• Records to use:
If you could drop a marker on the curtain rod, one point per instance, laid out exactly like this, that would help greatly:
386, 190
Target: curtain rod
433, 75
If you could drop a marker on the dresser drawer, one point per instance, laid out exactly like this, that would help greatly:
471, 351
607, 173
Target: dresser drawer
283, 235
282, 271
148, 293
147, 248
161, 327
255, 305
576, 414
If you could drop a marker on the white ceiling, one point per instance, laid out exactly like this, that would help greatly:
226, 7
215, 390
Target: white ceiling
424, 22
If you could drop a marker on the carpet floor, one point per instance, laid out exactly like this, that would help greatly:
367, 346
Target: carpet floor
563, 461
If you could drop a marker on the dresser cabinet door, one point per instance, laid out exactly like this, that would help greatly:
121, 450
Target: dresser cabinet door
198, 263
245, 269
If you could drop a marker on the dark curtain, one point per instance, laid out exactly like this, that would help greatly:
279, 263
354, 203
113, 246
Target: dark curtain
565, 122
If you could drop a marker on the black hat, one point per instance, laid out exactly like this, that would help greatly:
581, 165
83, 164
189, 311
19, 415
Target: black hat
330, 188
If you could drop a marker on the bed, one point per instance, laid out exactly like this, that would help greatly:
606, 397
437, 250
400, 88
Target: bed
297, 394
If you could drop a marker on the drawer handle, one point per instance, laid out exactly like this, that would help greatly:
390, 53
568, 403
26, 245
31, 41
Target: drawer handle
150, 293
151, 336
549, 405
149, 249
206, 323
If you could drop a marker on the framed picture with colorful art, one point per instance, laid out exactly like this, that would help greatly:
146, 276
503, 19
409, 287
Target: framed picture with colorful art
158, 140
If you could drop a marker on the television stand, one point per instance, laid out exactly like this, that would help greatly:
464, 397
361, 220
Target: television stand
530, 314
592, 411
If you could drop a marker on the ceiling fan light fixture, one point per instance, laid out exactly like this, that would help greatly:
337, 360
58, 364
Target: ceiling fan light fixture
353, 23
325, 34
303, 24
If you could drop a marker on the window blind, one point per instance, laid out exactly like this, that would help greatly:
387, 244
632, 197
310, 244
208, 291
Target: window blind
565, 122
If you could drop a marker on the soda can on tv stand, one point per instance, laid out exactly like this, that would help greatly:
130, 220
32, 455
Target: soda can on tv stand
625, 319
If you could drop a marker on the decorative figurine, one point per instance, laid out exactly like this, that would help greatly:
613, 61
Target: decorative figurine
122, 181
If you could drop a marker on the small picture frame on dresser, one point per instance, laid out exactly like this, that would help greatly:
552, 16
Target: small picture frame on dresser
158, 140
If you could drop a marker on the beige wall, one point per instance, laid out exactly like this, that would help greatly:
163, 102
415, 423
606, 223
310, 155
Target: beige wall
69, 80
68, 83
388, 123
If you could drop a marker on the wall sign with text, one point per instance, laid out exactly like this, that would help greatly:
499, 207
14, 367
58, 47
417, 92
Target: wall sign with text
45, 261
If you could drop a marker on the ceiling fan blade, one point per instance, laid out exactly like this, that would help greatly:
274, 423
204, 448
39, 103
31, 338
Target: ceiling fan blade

• Work required: Start at the first line and transcribe the data exactly through the last.

• Task solution:
If you could drop a marker on the curtain rod, one point per instance, laid out exactly like this, that would help greatly:
386, 190
Target: curtain rod
433, 75
If you could drop a marker on the dresser drawer, one point per instance, laid out exactly like this, that would help greatly:
471, 351
607, 173
Target: dresser drawer
283, 235
282, 271
148, 293
147, 248
161, 327
255, 305
576, 414
If you could drop a marker on the white ceiling, one point per instance, laid out exactly like this, that would help greatly:
226, 7
215, 390
Target: white ceiling
424, 22
If you could drop a marker on the carpet floor, one point per instance, laid out exactly like this, that would help greatly:
367, 346
Target: carpet floor
563, 461
If you could drop a marker on the dresser cabinet door, one point per instance, laid out exactly like this, that would help greatly:
121, 450
Target: dresser cabinet door
198, 263
245, 269
If you could drop a marker on the dark curtain, one point per instance, laid out exactly like this, that would help greatly:
279, 263
354, 203
113, 246
Target: dark curtain
565, 122
If you could drop a marker on the black hat, one point per instance, laid out exactly like this, that would help greatly:
581, 165
83, 164
189, 311
19, 415
Target: black hat
330, 188
If you could drop a marker on the bed, one point per instance, laid out exactly like this, that would help greatly:
606, 397
437, 250
400, 88
Target: bed
297, 394
If you could drop a marker on the drawer handle, one point per instance, laid out exactly like this, that would help greatly:
390, 53
568, 403
26, 245
31, 41
Target: drawer handle
150, 293
151, 336
549, 405
149, 249
206, 323
If you could drop a marker on the framed picture with colorful art, one point per instance, laid out exactly like this, that would help greatly:
146, 276
503, 19
409, 287
Target: framed picture with colorful art
158, 140
If you could drop a marker on the television stand, one point per instance, laid out exactly like this, that would help greatly:
464, 397
361, 220
Target: television stand
530, 314
592, 411
If you could drop a marker on the ceiling fan light fixture, one point per instance, laid out exactly like this, that would help greatly:
337, 360
58, 364
Target: ceiling fan light fixture
353, 23
325, 34
303, 24
If you could drop a marker on the window blind, one point per instance, laid out exactly like this, that would help greatly:
387, 244
632, 197
310, 244
208, 291
Target: window blind
565, 122
If you could drop a marker on the soda can on tv stand, one point per instance, laid out exactly like this, that would help greatly:
130, 220
32, 455
Target: soda can on tv stand
625, 319
If you could drop a marker on the decorative figurine, one point per instance, laid out exactly like this, that would help greatly:
613, 61
Target: decorative figurine
122, 181
If you could drop a marker on the small picture frame on dresser, one point per instance, laid out exactly like this, that would help greatly:
552, 16
Target: small picture frame on dresser
158, 140
If you could drop a marker on the beige wall, one point per instance, laid out exactly like this, that would help greatly:
163, 102
415, 423
606, 223
310, 155
Target: beige wall
69, 80
68, 83
388, 123
If you could drop a marker on the wall sign with text, one point per instance, laid out exactly like this, that would help greatly:
499, 207
14, 367
58, 47
417, 92
Target: wall sign with text
45, 261
If you could drop a marker on the ceiling fan blade, one point per instance, laid out exactly like this, that would help greatly:
274, 423
204, 448
39, 103
31, 338
Target: ceiling fan blade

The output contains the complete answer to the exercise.